- WORK TO BE COMPLETED: Determine how many lines in these records hold "clicks". Only the number is wanted.
————
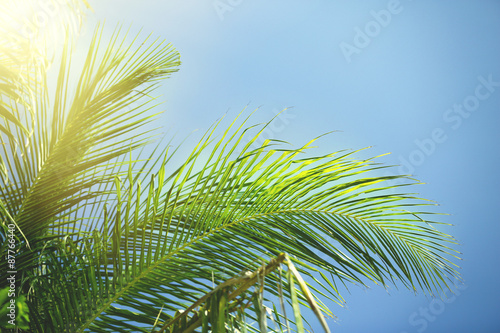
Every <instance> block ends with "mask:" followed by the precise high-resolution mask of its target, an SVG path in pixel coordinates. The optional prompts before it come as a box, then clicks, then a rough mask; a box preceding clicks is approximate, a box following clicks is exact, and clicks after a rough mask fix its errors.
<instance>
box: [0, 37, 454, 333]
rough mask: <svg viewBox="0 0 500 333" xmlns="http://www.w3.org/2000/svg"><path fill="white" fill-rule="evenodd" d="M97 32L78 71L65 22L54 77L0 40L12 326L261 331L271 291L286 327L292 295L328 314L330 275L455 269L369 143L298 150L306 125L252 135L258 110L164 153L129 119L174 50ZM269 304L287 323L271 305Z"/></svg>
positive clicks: (356, 277)
mask: <svg viewBox="0 0 500 333" xmlns="http://www.w3.org/2000/svg"><path fill="white" fill-rule="evenodd" d="M102 32H103V29H102V27H98V28H97V29H96V31H95V34H94V35H93V38H92V40H91V43H90V45H89V47H88V53H87V55H86V58H85V59H84V63H83V65H82V69H81V70H80V71H79V72H77V73H75V70H74V67H73V63H72V62H71V60H72V53H71V49H72V45H73V42H72V40H71V38H68V39H67V42H66V44H65V46H64V48H63V50H62V52H61V54H60V55H59V58H60V62H59V65H58V71H57V77H56V78H55V79H54V80H51V76H50V71H48V70H47V68H46V67H45V66H41V65H40V64H38V63H30V64H29V65H28V66H26V67H25V68H24V69H23V71H24V70H25V72H23V73H21V72H20V71H17V72H16V70H17V69H19V67H16V64H15V63H12V62H11V61H9V59H12V58H11V57H10V58H9V57H8V53H7V52H6V50H5V49H3V50H2V52H1V54H0V60H1V62H0V66H1V67H0V75H1V77H0V89H1V90H0V92H1V104H0V131H1V140H2V141H1V146H0V175H1V177H0V179H1V180H0V182H1V183H0V184H1V186H0V217H1V220H2V229H1V231H0V238H1V240H2V247H1V251H2V256H9V255H10V257H9V258H12V260H13V261H12V262H15V264H13V265H12V266H8V265H7V264H5V265H4V264H3V265H2V267H0V272H1V275H2V280H1V282H0V283H1V285H0V289H1V290H2V292H3V293H4V294H1V293H0V302H1V301H4V302H5V303H4V304H8V302H9V301H10V298H9V297H11V296H8V297H7V296H6V295H7V294H6V292H7V291H8V290H9V286H10V285H9V282H8V280H7V279H6V278H4V276H10V275H11V273H10V272H12V271H15V272H16V273H15V274H14V275H15V286H16V288H17V289H16V296H15V297H17V298H16V299H17V306H18V308H17V314H18V320H19V321H18V322H16V324H17V325H18V327H19V328H22V329H25V330H29V331H33V332H84V331H91V332H151V331H176V332H177V331H179V332H180V331H186V332H189V331H203V332H208V330H212V331H214V332H218V331H225V330H226V329H227V330H230V329H231V328H233V329H240V330H241V329H243V328H246V329H247V330H249V331H258V330H261V331H263V330H264V331H265V327H266V326H265V325H266V317H267V313H266V306H267V307H271V306H272V305H271V303H268V301H270V302H273V300H275V301H276V302H277V301H278V300H281V301H282V300H284V299H286V300H290V302H291V305H292V308H293V311H294V313H295V315H296V316H295V325H294V326H292V327H294V328H295V329H296V330H298V331H302V330H303V326H302V323H301V318H300V315H299V313H300V310H299V308H298V304H299V300H302V302H303V303H304V302H307V303H308V304H309V305H310V306H311V307H312V308H313V310H315V312H316V313H317V314H322V315H332V313H331V312H330V310H328V308H326V306H324V305H323V303H322V302H321V301H320V299H319V298H318V297H317V296H315V295H322V299H325V298H330V299H332V300H334V301H336V302H337V303H339V304H342V303H343V298H342V296H341V295H340V292H339V289H338V288H337V285H338V284H339V283H342V284H346V283H354V284H358V285H359V284H360V285H365V284H366V283H375V284H380V285H382V286H384V287H385V286H388V285H389V284H395V283H402V284H403V285H404V286H406V287H408V288H411V289H413V290H417V289H418V290H424V291H426V292H428V293H430V294H436V293H440V292H444V290H445V289H449V288H450V281H452V279H453V278H456V277H458V273H457V271H456V270H455V267H456V265H455V264H454V263H453V262H452V260H453V258H457V257H456V253H457V252H456V251H455V250H453V249H452V248H451V247H452V246H453V244H455V241H454V240H453V238H452V237H451V236H449V235H447V234H445V233H443V232H440V231H438V230H437V229H436V228H435V227H434V226H435V225H437V224H439V223H438V222H433V221H431V220H430V217H429V216H433V215H429V214H430V213H428V212H427V211H426V209H425V207H426V206H427V205H430V204H432V203H429V202H428V201H425V200H422V199H419V198H418V197H415V196H414V195H413V194H408V193H406V192H405V191H403V190H402V189H404V188H406V187H407V186H413V185H415V184H417V183H418V182H417V181H415V180H413V179H411V178H409V177H408V176H404V175H394V176H382V177H381V176H377V174H376V171H377V170H379V169H381V168H384V166H381V165H380V164H379V163H376V161H374V160H375V158H373V159H363V160H357V159H355V158H354V157H353V156H355V154H356V153H357V152H356V151H340V152H333V153H330V154H327V155H322V156H313V155H311V151H312V144H313V142H314V141H315V140H312V141H311V142H309V143H307V144H305V145H303V146H301V147H298V148H287V147H288V146H285V145H284V144H283V142H281V141H277V140H266V141H264V143H262V144H261V145H258V147H257V148H251V147H252V146H253V145H254V144H255V142H256V141H257V139H258V137H259V135H260V134H261V133H262V131H263V130H264V129H265V128H266V126H267V125H268V124H269V123H267V124H260V125H249V124H250V122H251V113H249V112H246V111H243V112H242V113H241V114H240V115H238V116H237V117H236V119H235V120H234V121H233V122H232V123H231V124H230V125H229V126H227V128H221V126H222V125H221V124H222V119H221V120H219V121H217V122H216V123H215V124H214V126H212V127H211V128H210V129H209V130H208V131H207V132H206V133H205V134H204V135H203V137H202V138H201V139H200V141H199V143H198V144H197V146H196V147H195V148H194V149H193V151H192V152H191V154H190V155H189V156H188V157H187V158H186V160H185V161H184V162H182V163H181V164H180V165H176V163H175V162H174V161H175V160H174V159H173V156H176V155H175V154H176V152H177V149H178V148H176V149H173V148H171V147H170V145H168V144H167V145H164V144H163V143H162V142H161V141H160V143H152V142H153V141H154V140H155V139H156V137H155V134H154V131H153V132H151V131H149V130H147V129H146V128H149V127H145V126H146V125H147V124H149V123H151V122H153V121H154V120H155V119H156V116H157V114H155V112H154V110H155V108H154V106H155V98H154V97H152V95H153V93H154V91H155V89H156V88H157V87H158V85H159V83H160V82H161V80H163V79H165V78H167V77H168V76H170V75H171V74H172V73H174V72H176V71H177V70H178V67H179V65H180V57H179V54H178V52H177V51H176V50H175V49H174V48H173V47H172V46H171V45H170V44H167V43H165V42H164V41H161V40H154V41H150V39H149V38H146V39H140V37H139V35H138V36H136V37H135V38H133V39H132V40H130V39H129V38H128V35H127V34H123V33H121V31H120V29H117V30H116V31H115V33H114V34H113V35H112V36H111V38H109V39H105V38H104V37H103V34H102ZM75 68H78V67H75ZM15 73H17V74H15ZM20 73H21V74H20ZM73 82H75V84H73ZM249 133H251V135H250V137H251V139H249V140H248V141H247V140H246V138H248V135H249ZM151 145H152V146H153V149H150V150H146V149H145V147H150V146H151ZM396 180H397V181H398V182H397V183H394V181H396ZM400 189H401V191H400ZM282 265H286V266H288V267H289V274H287V275H286V276H285V274H282V272H281V266H282ZM295 266H296V268H295ZM8 272H9V273H8ZM301 275H303V276H306V281H307V282H306V281H304V280H303V279H302V278H301ZM264 278H265V281H264ZM294 281H298V282H299V286H300V292H296V291H295V288H294V287H293V286H294ZM216 285H217V287H215V286H216ZM252 286H257V287H258V288H257V289H256V291H252V288H250V287H252ZM310 289H312V290H313V291H314V295H312V293H310V292H309V290H310ZM264 291H265V292H266V294H265V295H266V296H265V297H264V296H263V292H264ZM2 295H3V296H2ZM273 297H278V298H273ZM266 299H267V300H266ZM307 303H306V304H307ZM26 307H27V308H28V310H26ZM278 307H279V306H278ZM276 308H277V307H275V308H274V310H273V312H274V316H275V319H276V320H277V321H280V324H279V325H280V327H282V328H283V329H284V330H285V327H287V326H288V318H287V317H286V316H285V314H284V313H283V310H285V311H286V306H283V307H282V310H281V311H278V310H276ZM182 310H186V311H182ZM322 315H320V316H319V318H320V320H323V319H322V318H323V317H322ZM23 318H24V319H23ZM245 318H251V319H254V320H257V321H258V323H259V325H257V326H251V325H246V324H245V323H246V319H245ZM21 319H22V320H21ZM28 320H29V322H28ZM281 324H283V326H281ZM4 327H8V328H9V327H12V326H8V324H6V326H4ZM325 329H327V328H325Z"/></svg>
————
- EXPECTED ANSWER: 2